Return word for word the rows from the line containing "Expected: one point per instance of the blue" up to and including the line containing "Target: blue jacket with logo".

Exercise inputs:

• • •

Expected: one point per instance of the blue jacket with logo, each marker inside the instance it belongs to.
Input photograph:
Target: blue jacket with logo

• • •

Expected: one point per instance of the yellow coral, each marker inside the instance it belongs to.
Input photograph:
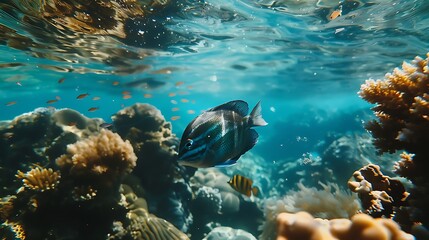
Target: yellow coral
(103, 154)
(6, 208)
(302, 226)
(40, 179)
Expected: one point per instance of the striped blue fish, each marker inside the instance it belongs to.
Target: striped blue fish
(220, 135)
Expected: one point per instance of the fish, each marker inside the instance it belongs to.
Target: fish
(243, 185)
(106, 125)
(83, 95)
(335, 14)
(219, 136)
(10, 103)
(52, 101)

• • •

Full response:
Expected: one point per instance of the blue jacket with logo, each marker inside the instance it belongs to.
Input photograph:
Target: blue jacket with logo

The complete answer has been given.